• **PASSAGE PROVIDED**

((

3Who started the fight? Every kid knows that when a parent catches you fighting with another kid, the first thing to do is accuse the other kid of starting it. Weld should have been able to play the victim, since Helms arguably started the fight by announcing in June that he would deny Weld a hearing. But Weld blew this moral advantage by attacking Helms July 15. It wasn’t the first punch thrown, but it was the first one most people saw. This allowed Helms’ spokesman to cast his boss as the victim. Senate Majority Leader Trent Lott, R-Miss., latched on to this as an excuse to side with Helms. Weld “hurt himself by attacking the chairman unfairly and with political rhetoric that was just uncalled for,” Lott complained.

Belatedly, Weld is trying to regain the moral high ground. On July 29, he pleaded: “Before I had ever met [Helms], before the man really knew anything about me, he said I was unfit to be ambassador, had loose lips, and was soft on drugs. And I said, ‘Where does Jesse Helms get off saying all these mean things about me?’ And people in Washington threw up their hands in alarm and said, ‘My goodness, he attacked the chairman.’ ” Weld also has claimed to be a victim of Helms’ “ideological extortion.”

The “ideological extortion” argument is particularly ingenious. Typically, extortion means that you’re threatening someone with harm or embarrassment to extract a concession. Helms has no illusions that he can make Weld concede anything. His vow to kill Weld’s nomination is a promise, not a threat. It’s Weld who’s trying to scare Republicans into supporting him, by threatening to turn his fight with Helms into an ideological civil war. His charge of “ideological extortion” is part of his ideological extortion. And it’s succeeding. On Aug. 3, Sen. Dick Lugar, R-Ind., rescued Weld by demanding that he get a hearing, lest his jihad against Helms ignite “civil war in the Republican Party.”

4 Substance vs. process. Having lost the advantage on fronts 2 and 3, Weld has opened a fourth, more promising front recently. He has stopped debating the substance of his quarrel with Helms, and has focused instead on his right to a hearing. At a July 28 press conference, Weld repeated his favorite question six times: “I’m going to be asking that one insistent question: Why should there not be a hearing? Why should one man, in a democracy, block the conduct of the people’s business?”

This new message helps Weld in the Senate, because it allows Republicans to defend him without exacerbating the party’s internal conflicts. It certainly emboldened Lugar. “A Senate chairman cannot be dictatorial, ultimately, when a majority of the committee, a majority of the Senate, a majority of the American people, want action,” Lugar said of Helms Aug. 3.

Likewise, the procedural argument allows the White House to challenge Helms’ obstinacy without appearing to foment the GOP’s identity crisis. Clinton spokesman Mike McCurry, who had refused July 21 to comment on “matters in the other party,” was so moved by Weld’s new plea for a “fair hearing” that he repeated that phrase six times at his July 31 press briefing.

But the true beauty of the “give him a hearing” argument is that it capitalizes on anti-Washington populism. In his July 28 press conference, Weld decried the “Washington rules” that allow a single senator to thwart the people’s will by refusing to schedule a hearing. Framed this way, Weld’s apostasy becomes a virtue instead of a vice, suggesting candor instead of a lack of diplomacy.

Which player will win the game? Helms’ allies say the nomination is doomed. They think Weld overlooked the game’s cardinal rule: that Congress has its own rules, including the absolute power of committee chairmen over supplicants such as Weld. Why, he’s not even a governor anymore, they scoff. He’s just a lowly citizen. But maybe they’re the ones who have misjudged the game. Maybe the era of Ross Perot, satellite feeds, and blast-faxes has ended the invisibility and the certainty of the congressional back-room kill. Maybe every political fight is a frame game now. Even if Citizen Weld can’t reach Mexico, he can still reach America. And maybe that’s been his game all along.

))

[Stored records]
((

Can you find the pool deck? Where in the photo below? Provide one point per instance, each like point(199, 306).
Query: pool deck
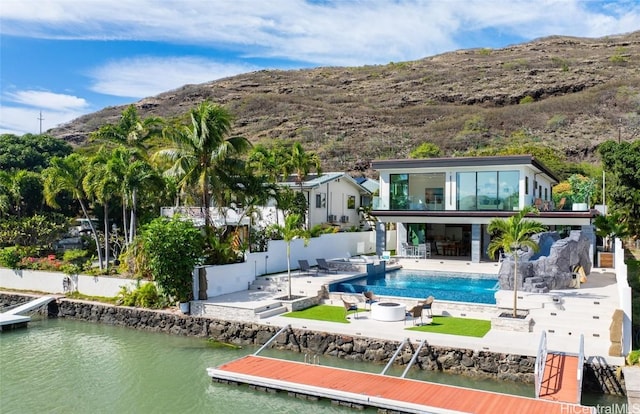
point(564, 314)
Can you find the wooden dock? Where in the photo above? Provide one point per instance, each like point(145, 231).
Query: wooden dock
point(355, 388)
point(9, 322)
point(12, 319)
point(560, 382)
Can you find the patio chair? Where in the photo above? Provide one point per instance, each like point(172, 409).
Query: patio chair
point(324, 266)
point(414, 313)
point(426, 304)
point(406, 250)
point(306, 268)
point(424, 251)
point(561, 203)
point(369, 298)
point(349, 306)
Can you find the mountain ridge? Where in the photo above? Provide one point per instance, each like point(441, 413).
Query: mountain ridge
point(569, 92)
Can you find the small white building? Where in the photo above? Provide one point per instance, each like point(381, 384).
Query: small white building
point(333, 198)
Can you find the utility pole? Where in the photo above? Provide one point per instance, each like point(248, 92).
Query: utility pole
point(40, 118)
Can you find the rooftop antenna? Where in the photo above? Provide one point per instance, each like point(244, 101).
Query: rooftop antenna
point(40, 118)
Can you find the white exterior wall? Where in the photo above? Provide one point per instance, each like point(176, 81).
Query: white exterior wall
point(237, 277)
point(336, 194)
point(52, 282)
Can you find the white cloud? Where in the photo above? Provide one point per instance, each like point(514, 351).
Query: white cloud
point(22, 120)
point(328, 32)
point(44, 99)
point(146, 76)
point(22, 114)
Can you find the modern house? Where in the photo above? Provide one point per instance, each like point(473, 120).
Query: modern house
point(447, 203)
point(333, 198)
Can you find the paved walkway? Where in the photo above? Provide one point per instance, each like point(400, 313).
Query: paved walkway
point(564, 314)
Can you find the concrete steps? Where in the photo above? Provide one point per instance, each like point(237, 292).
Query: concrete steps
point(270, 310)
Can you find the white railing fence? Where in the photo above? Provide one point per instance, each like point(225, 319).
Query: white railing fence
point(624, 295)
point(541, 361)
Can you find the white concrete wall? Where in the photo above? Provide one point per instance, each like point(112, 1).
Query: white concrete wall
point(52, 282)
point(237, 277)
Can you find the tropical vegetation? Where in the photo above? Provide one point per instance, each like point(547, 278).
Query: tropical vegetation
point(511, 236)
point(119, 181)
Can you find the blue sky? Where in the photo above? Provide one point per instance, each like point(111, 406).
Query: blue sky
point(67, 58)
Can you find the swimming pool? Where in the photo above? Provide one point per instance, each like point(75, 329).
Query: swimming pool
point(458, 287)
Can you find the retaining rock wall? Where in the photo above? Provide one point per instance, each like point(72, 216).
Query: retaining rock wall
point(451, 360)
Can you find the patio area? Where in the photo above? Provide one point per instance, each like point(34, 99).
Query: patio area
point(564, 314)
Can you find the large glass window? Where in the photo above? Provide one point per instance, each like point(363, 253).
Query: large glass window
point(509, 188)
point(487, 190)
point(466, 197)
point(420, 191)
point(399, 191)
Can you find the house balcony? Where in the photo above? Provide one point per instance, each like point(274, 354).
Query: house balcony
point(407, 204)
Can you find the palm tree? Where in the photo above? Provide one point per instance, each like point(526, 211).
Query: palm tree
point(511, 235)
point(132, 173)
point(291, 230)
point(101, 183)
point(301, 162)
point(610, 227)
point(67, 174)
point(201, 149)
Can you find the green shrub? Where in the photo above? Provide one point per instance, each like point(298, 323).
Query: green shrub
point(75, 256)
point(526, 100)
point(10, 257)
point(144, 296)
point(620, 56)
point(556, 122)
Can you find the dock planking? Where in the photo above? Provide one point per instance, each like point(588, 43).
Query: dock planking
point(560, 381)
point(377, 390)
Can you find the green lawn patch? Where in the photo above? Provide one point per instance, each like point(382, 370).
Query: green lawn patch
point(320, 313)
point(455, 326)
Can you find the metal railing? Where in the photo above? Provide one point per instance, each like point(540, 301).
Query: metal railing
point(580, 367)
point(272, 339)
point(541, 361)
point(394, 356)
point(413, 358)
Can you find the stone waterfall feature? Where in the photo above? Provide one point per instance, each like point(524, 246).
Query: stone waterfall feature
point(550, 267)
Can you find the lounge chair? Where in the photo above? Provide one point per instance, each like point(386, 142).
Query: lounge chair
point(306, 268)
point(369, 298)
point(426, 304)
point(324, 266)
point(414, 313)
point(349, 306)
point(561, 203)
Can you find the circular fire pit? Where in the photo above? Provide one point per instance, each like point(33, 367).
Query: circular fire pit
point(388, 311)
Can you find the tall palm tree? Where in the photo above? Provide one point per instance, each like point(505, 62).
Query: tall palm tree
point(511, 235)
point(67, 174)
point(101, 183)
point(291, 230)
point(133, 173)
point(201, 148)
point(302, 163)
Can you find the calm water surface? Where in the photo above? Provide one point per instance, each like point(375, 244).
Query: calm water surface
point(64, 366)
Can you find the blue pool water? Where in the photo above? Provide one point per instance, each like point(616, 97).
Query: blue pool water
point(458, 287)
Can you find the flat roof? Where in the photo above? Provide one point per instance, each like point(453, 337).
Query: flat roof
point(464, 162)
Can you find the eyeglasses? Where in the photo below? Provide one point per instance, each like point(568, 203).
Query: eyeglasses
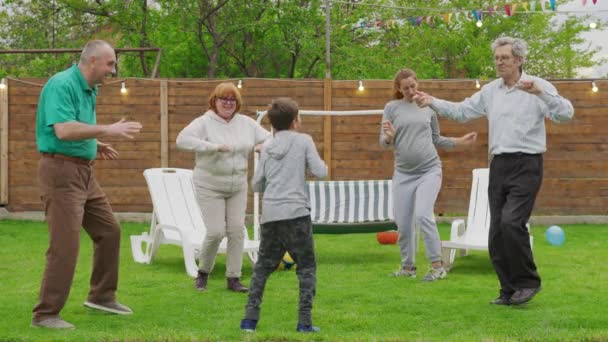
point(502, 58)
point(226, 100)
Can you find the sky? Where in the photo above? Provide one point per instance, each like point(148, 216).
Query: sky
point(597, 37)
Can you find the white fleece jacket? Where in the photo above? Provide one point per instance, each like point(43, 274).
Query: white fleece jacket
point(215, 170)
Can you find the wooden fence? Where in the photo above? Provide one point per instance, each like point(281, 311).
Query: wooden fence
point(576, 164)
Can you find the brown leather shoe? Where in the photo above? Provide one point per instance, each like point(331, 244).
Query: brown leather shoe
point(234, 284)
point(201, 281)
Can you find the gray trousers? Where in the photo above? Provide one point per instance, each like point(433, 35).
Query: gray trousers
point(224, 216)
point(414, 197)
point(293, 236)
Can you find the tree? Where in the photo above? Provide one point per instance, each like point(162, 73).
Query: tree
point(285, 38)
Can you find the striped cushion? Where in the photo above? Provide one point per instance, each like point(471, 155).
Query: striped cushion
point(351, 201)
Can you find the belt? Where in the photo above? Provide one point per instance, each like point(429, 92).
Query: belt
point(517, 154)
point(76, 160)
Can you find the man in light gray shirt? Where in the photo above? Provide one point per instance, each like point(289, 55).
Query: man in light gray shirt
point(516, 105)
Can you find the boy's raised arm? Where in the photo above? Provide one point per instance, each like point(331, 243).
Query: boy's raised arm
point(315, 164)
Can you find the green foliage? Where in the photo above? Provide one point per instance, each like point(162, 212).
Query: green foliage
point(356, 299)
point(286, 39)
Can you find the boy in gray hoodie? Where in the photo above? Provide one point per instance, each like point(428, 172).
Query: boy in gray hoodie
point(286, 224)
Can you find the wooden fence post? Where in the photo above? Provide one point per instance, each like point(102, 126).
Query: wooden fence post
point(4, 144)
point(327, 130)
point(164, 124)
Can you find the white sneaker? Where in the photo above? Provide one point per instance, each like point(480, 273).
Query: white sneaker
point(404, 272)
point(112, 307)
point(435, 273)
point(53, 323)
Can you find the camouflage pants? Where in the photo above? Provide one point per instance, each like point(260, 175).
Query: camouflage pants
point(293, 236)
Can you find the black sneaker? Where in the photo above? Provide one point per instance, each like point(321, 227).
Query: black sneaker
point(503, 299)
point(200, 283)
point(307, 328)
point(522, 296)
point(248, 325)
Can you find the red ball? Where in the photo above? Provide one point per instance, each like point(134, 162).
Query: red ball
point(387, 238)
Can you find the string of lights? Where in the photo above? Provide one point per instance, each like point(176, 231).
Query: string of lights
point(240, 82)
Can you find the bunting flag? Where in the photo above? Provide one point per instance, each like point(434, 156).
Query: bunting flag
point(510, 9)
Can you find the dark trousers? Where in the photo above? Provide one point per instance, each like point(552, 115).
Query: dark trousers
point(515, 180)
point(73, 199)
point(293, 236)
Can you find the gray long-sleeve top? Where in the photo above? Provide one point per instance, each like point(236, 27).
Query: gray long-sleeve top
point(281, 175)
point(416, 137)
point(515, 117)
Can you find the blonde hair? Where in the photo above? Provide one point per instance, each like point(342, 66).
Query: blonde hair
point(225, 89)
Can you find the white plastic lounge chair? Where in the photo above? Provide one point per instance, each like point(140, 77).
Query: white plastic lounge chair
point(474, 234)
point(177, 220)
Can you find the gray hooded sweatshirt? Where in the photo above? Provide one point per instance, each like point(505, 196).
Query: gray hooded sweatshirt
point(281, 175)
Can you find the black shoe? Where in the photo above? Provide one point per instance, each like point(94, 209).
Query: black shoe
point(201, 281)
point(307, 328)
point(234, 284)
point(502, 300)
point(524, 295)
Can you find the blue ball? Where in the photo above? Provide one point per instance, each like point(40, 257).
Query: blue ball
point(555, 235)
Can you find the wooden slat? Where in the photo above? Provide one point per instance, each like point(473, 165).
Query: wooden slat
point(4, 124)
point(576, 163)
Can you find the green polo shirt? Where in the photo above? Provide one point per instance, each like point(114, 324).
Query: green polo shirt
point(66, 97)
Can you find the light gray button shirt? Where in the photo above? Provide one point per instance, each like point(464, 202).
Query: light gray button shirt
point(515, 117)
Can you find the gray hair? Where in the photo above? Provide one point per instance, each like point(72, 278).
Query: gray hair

))

• **APPLY WHAT YOU READ**
**a)** From the passage on Weld and Helms above, set down the text from "4 Substance vs." to "Helms Aug. 3." word for word.
**b)** In the passage on Weld and Helms, how many times did Mike McCurry repeat the phrase "fair hearing" at his July 31 press briefing?

• **RESPONSES IN ORDER**
**a)**
4 Substance vs. process. Having lost the advantage on fronts 2 and 3, Weld has opened a fourth, more promising front recently. He has stopped debating the substance of his quarrel with Helms, and has focused instead on his right to a hearing. At a July 28 press conference, Weld repeated his favorite question six times: “I’m going to be asking that one insistent question: Why should there not be a hearing? Why should one man, in a democracy, block the conduct of the people’s business?”

This new message helps Weld in the Senate, because it allows Republicans to defend him without exacerbating the party’s internal conflicts. It certainly emboldened Lugar. “A Senate chairman cannot be dictatorial, ultimately, when a majority of the committee, a majority of the Senate, a majority of the American people, want action,” Lugar said of Helms Aug. 3.

**b)** Six times.